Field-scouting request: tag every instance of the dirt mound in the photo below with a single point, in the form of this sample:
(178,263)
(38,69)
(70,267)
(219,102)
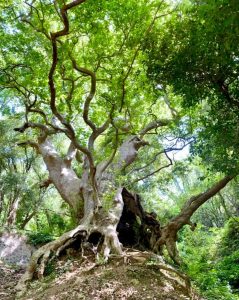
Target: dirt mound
(136,276)
(9,277)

====

Exercise directions >>
Rewrite all of the material, switching "dirt mound" to "soil heap" and leaving everything else unchanged. Omit the pictures.

Output below >>
Field-scouting request: tag every instance of the soil heap in the photo below with a single point, in the form of this sample:
(178,263)
(38,69)
(70,267)
(219,102)
Target: soil heap
(136,276)
(9,277)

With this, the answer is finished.